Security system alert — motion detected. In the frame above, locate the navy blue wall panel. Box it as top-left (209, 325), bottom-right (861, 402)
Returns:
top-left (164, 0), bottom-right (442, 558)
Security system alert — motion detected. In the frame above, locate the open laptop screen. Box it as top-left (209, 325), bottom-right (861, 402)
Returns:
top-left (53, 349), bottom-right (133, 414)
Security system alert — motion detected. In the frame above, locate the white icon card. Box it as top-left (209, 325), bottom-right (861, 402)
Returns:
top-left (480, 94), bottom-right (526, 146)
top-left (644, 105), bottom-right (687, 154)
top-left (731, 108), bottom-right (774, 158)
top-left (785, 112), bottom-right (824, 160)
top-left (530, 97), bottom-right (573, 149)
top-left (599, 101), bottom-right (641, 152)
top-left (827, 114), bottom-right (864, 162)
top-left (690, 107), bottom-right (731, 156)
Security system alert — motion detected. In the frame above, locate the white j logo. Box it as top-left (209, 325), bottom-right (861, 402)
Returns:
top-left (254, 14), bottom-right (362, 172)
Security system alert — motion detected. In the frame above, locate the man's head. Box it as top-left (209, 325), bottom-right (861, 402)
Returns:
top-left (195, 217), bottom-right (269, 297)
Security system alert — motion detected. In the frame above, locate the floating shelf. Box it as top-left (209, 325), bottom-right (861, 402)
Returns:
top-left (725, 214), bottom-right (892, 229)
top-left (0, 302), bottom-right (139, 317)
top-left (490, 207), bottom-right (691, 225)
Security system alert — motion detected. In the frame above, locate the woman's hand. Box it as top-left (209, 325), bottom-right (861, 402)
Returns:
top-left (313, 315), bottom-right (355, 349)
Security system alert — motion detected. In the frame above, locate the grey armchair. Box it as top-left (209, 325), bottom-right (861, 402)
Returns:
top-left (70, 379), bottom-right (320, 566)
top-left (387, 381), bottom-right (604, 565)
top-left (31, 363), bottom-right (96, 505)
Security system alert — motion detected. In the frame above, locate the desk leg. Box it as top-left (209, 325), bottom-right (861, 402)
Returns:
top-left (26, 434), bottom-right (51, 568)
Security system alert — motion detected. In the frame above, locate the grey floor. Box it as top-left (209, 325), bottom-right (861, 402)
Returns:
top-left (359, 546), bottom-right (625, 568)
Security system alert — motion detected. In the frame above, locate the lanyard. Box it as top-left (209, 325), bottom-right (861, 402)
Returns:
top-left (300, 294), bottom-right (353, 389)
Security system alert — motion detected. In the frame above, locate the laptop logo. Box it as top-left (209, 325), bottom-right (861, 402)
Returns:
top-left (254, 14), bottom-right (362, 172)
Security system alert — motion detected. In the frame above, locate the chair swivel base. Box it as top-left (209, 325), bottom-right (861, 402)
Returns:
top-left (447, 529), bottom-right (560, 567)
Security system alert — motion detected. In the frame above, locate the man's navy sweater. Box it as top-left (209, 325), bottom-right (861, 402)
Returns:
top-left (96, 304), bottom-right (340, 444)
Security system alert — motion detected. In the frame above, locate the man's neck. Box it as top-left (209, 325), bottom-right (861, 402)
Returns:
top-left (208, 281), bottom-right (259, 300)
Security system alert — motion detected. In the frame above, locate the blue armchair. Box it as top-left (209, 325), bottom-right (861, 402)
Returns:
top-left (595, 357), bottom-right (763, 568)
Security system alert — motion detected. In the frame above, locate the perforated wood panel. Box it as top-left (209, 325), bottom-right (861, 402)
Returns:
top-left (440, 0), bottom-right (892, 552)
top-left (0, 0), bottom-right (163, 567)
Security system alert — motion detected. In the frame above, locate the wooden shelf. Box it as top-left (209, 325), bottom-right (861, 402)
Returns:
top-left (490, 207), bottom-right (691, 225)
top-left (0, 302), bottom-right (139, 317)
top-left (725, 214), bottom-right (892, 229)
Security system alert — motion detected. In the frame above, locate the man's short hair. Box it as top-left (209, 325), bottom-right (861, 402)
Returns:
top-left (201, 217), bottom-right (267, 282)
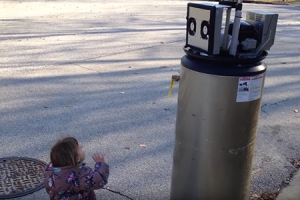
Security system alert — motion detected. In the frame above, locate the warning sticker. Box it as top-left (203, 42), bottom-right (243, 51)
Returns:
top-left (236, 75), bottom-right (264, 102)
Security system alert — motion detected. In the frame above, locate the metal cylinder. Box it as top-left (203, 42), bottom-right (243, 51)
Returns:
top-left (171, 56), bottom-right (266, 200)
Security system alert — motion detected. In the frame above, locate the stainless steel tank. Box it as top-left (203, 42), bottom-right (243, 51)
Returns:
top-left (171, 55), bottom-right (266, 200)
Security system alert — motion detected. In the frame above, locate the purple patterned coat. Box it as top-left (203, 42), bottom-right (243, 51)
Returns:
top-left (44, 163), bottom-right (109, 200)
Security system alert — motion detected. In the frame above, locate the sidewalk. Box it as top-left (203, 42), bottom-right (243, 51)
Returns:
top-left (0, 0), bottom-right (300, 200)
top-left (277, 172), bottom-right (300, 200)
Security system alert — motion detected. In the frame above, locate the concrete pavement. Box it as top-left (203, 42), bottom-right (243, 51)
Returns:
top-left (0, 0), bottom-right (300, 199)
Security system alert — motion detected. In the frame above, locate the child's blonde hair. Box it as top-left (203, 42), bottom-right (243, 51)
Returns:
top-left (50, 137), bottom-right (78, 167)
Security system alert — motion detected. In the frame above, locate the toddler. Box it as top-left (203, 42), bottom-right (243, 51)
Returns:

- [Task details]:
Copy out each line of the records above that contains the word "laptop". Case counts.

- [Answer below]:
Security system alert — motion detected. In the frame above, locate the open laptop screen. Box it as top-left (209, 325), bottom-right (861, 402)
Security system alert — motion detected. In the frame above, locate the laptop logo. Box it as top-left (209, 325), bottom-right (861, 402)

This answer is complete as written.